__ASSIGNED TASK__: Repeat the records in full. No pictures belong in the copy.

*** Opening of RECORDS PROVIDED ***

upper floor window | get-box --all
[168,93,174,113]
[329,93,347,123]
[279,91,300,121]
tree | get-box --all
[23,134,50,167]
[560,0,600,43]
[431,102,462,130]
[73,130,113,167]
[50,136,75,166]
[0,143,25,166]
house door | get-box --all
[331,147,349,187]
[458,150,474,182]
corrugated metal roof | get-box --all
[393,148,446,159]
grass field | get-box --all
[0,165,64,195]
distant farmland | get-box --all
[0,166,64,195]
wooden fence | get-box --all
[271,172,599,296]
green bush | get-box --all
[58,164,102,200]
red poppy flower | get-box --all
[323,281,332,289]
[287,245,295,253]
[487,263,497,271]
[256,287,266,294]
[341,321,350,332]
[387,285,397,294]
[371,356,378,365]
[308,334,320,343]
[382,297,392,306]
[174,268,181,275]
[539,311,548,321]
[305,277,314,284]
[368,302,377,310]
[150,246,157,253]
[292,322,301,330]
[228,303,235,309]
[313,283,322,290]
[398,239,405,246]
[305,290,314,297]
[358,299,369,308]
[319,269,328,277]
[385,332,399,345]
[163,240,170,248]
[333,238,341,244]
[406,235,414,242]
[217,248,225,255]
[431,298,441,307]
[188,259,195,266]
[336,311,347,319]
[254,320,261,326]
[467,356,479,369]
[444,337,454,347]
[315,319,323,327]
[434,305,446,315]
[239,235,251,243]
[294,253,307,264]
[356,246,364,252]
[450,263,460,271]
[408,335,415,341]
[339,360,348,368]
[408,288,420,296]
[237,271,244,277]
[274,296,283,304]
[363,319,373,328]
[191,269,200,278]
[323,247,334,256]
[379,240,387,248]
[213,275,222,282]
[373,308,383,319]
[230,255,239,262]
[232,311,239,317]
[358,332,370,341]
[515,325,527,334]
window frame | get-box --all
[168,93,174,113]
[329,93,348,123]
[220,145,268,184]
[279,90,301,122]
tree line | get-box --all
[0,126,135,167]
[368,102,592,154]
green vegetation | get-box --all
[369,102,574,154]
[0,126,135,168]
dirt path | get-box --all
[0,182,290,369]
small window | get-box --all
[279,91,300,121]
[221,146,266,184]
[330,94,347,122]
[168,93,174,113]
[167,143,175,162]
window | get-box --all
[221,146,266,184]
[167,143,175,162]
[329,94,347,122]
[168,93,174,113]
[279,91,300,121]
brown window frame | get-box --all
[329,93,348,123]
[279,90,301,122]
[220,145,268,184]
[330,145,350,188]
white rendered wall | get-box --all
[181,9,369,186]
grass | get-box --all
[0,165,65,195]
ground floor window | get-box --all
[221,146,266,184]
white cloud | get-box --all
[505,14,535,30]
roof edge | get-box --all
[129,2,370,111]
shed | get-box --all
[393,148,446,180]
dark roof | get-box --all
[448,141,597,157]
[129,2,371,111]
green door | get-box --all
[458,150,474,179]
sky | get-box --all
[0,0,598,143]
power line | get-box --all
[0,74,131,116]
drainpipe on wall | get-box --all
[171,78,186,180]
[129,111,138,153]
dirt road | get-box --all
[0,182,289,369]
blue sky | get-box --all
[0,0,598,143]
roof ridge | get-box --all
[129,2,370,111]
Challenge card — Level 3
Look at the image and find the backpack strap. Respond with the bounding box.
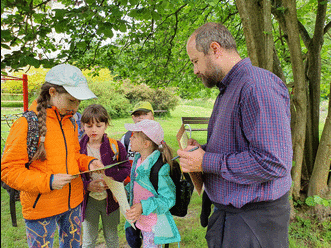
[149,155,165,192]
[22,111,39,169]
[22,112,77,169]
[69,116,76,132]
[108,138,119,161]
[124,131,132,151]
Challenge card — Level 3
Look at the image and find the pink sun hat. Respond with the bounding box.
[124,119,164,145]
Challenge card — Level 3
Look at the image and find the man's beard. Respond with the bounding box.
[201,58,225,88]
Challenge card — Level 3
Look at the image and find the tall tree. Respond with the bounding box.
[1,0,330,218]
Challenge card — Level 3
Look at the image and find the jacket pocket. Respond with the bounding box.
[32,193,42,208]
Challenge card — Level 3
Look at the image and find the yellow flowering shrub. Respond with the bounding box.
[2,67,117,94]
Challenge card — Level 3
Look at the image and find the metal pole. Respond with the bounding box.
[23,74,28,112]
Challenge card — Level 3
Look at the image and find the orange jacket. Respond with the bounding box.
[1,104,95,220]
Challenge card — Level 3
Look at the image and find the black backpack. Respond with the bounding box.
[123,131,132,152]
[149,155,194,217]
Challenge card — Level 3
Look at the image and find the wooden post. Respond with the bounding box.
[22,74,28,112]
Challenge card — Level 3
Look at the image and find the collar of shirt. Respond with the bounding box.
[217,58,251,94]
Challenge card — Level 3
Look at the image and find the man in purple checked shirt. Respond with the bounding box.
[177,22,292,248]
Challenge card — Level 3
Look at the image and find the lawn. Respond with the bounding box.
[1,103,330,248]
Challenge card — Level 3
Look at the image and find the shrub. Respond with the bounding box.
[122,82,154,104]
[78,80,131,119]
[122,81,180,114]
[1,67,48,102]
[2,67,180,118]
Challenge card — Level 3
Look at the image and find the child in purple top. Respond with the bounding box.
[79,104,131,248]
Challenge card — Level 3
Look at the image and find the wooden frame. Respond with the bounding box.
[181,117,210,138]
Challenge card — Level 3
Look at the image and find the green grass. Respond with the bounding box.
[107,104,212,150]
[1,103,330,248]
[2,187,331,248]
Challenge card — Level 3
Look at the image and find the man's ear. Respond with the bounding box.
[209,42,223,57]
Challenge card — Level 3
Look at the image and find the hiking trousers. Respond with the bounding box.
[206,192,290,248]
[25,205,81,248]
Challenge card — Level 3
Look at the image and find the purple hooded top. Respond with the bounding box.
[80,134,131,221]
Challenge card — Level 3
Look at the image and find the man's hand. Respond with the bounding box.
[177,145,205,173]
[187,138,201,147]
[126,203,143,222]
[52,174,77,190]
[89,159,104,171]
[87,179,107,192]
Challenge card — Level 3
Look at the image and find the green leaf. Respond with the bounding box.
[33,13,45,23]
[205,0,218,7]
[151,11,161,20]
[119,23,127,33]
[54,9,66,19]
[55,21,66,33]
[97,23,114,38]
[313,195,323,205]
[25,56,40,68]
[1,44,11,49]
[85,0,95,5]
[129,0,139,6]
[76,41,87,50]
[104,28,114,38]
[305,196,315,206]
[128,9,138,18]
[322,199,329,207]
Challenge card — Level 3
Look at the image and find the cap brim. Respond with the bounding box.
[63,85,97,100]
[124,123,142,131]
[130,108,152,115]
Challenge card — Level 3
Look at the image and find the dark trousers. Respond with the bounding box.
[205,192,290,248]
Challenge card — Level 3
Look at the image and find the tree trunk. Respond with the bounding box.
[308,84,331,199]
[272,46,286,83]
[236,0,274,71]
[304,0,327,177]
[281,0,307,201]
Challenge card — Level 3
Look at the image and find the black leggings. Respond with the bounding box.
[206,192,290,248]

*** Close of RECORDS PROVIDED ***

__ANSWER AREA__:
upper floor window | get-box --all
[168,93,174,113]
[329,93,347,123]
[279,91,300,121]
tree | get-box --all
[23,134,50,167]
[560,0,600,43]
[431,102,462,130]
[73,130,113,167]
[50,136,75,166]
[0,143,25,166]
house door | get-box --all
[331,147,349,187]
[458,150,474,182]
corrugated metal roof | get-box --all
[393,148,446,159]
grass field | get-box --all
[0,165,64,195]
distant farmland | get-box --all
[0,166,64,195]
wooden fence | get-box --all
[271,172,599,296]
green bush | get-box --all
[58,164,102,200]
red poppy flower | get-box --all
[323,281,332,289]
[287,245,295,253]
[487,263,497,271]
[256,287,266,294]
[341,321,350,332]
[387,285,397,294]
[371,356,378,365]
[308,334,320,343]
[382,297,392,306]
[174,268,181,275]
[539,311,548,321]
[305,277,314,284]
[368,302,377,310]
[150,246,157,253]
[292,322,301,330]
[228,303,235,309]
[313,283,322,290]
[398,239,405,246]
[305,290,314,297]
[358,299,369,308]
[319,269,328,277]
[385,332,399,345]
[163,240,170,248]
[333,238,341,244]
[406,235,414,242]
[217,248,225,255]
[431,298,441,307]
[188,259,195,266]
[336,311,347,319]
[254,320,261,326]
[467,356,479,369]
[444,337,454,347]
[315,319,323,327]
[434,305,446,315]
[239,235,251,243]
[294,253,307,264]
[356,246,364,252]
[450,263,460,271]
[408,335,415,341]
[339,360,348,368]
[408,288,420,296]
[237,271,244,277]
[274,296,283,304]
[363,319,373,328]
[191,269,200,278]
[323,247,334,256]
[379,240,387,248]
[213,275,222,282]
[373,308,383,319]
[230,255,239,262]
[232,311,239,317]
[358,332,370,341]
[515,325,527,334]
window frame | get-box --all
[168,93,174,113]
[329,93,348,123]
[220,145,268,184]
[279,90,301,122]
tree line | get-box --all
[0,126,135,167]
[368,102,592,154]
green vegetation | get-box --all
[369,102,574,154]
[0,126,135,168]
dirt path | get-box --all
[0,182,290,369]
small window | get-box --all
[279,91,300,121]
[221,146,266,184]
[330,94,347,122]
[168,93,174,113]
[167,143,175,162]
window | get-box --all
[221,146,266,184]
[167,143,175,162]
[329,94,347,122]
[168,93,174,113]
[279,91,300,121]
brown window frame | get-box --all
[329,93,348,123]
[279,90,301,122]
[220,145,268,184]
[330,145,350,188]
white rendered wall | get-box --all
[181,9,369,186]
grass | get-box --all
[0,165,65,195]
ground floor window | get-box --all
[221,146,266,184]
white cloud | get-box --all
[505,14,535,30]
roof edge | get-box --all
[129,2,370,111]
shed | get-box --all
[393,148,446,180]
dark roof | get-box --all
[448,141,597,157]
[129,2,371,111]
green door | get-box --all
[458,150,474,179]
sky | get-box --all
[0,0,598,143]
power line | get-box --all
[0,74,131,116]
drainpipe on wall | get-box --all
[171,78,186,180]
[129,111,138,153]
dirt road | get-box --all
[0,182,289,369]
blue sky | get-box --all
[0,0,598,143]
roof ridge | get-box --all
[129,2,370,111]
Challenge card — Level 3
Look at the image and find the backpack strap. Respond with the bounding box.
[149,155,165,192]
[22,111,39,169]
[22,112,77,169]
[69,116,76,132]
[108,138,119,161]
[124,131,132,151]
Challenge card — Level 3
Look at the image and find the pink sun hat. Respond with the bounding box.
[124,119,164,145]
Challenge card — Level 3
Look at the image and find the man's beard. Respond with the bounding box.
[201,58,225,88]
Challenge card — Level 3
Look at the image and find the tall tree. Respond with the bounding box.
[1,0,330,218]
Challenge card — Level 3
Look at the image and find the jacket pocket. Respond with the bounding box.
[32,193,42,208]
Challenge card — Level 3
Look at the image and find the yellow flowering shrub. Respond with the bounding box.
[2,67,117,94]
Challenge card — Level 3
Look at the image and find the metal pole. Respond with the bounding box.
[23,74,28,112]
Challenge card — Level 3
Look at the image and find the orange jacket. Respond with the bounding box.
[1,104,95,220]
Challenge card — Level 3
Look at the image and find the black backpack. Respond with the bounding box.
[123,131,132,152]
[149,155,194,217]
Challenge card — Level 3
Look at the image and find the wooden post. Respond with the bounding box.
[22,74,28,112]
Challenge card — Level 3
Look at the image and find the collar of shirt. Respond with the bounding box.
[217,58,251,94]
Challenge card — Level 3
Look at the image and find the man in purple checked shirt. Respond with the bounding box.
[177,22,292,248]
Challenge card — Level 3
Look at the image and find the lawn. Respond with the bounding box.
[1,103,330,248]
Challenge card — Level 3
Look at the image and find the shrub. Respond with the bounding box.
[122,82,154,104]
[78,80,131,119]
[122,81,180,114]
[1,67,48,102]
[2,67,180,118]
Challenge card — Level 3
Look at the image and find the child in purple top. Respond with the bounding box.
[79,104,131,248]
Challenge card — Level 3
Look at the image and find the wooden frame. Respond with the bounding box.
[181,117,210,138]
Challenge card — Level 3
Look at the image and find the green grass. Respond with the bounding box.
[107,104,212,150]
[1,103,330,248]
[2,187,331,248]
Challenge card — Level 3
Look at the image and find the man's ear. Respond with the bounding box.
[209,42,223,57]
Challenge card — Level 3
Look at the image and find the hiking trousers. Respond with the bounding box.
[206,192,290,248]
[25,205,81,248]
Challenge card — Level 3
Look at the image and find the purple hooded top. Respond with the bounding box.
[80,134,131,221]
Challenge card — Level 3
Look at the image and find the man's hand. Respond with the bounding box.
[177,145,205,173]
[187,138,201,147]
[126,203,143,222]
[52,174,77,190]
[89,159,104,171]
[87,179,107,192]
Challenge card — Level 3
Look at the image and find the green leaf. Respond with the bounding box.
[33,13,45,23]
[205,0,218,7]
[151,11,161,20]
[119,23,127,33]
[54,9,66,19]
[55,21,66,33]
[97,23,114,38]
[313,195,323,205]
[25,56,40,68]
[1,44,11,49]
[85,0,95,5]
[129,0,139,6]
[76,41,87,50]
[104,28,114,38]
[305,196,315,206]
[128,9,138,18]
[322,199,329,207]
Challenge card — Level 3
Look at the image and find the cap brim. Respond with the bounding box.
[63,85,97,100]
[124,123,142,131]
[130,108,152,115]
Challenge card — Level 3
Look at the image and find the dark trousers. Respond with the bounding box.
[205,192,290,248]
Challenge card — Level 3
Look at the image and find the tree trunk. Respond with the bounding box.
[308,84,331,199]
[272,46,286,83]
[236,0,274,71]
[304,0,327,177]
[281,0,307,201]
Challenge card — Level 3
Look at the image and find the black leggings. Respond with the bounding box.
[206,192,290,248]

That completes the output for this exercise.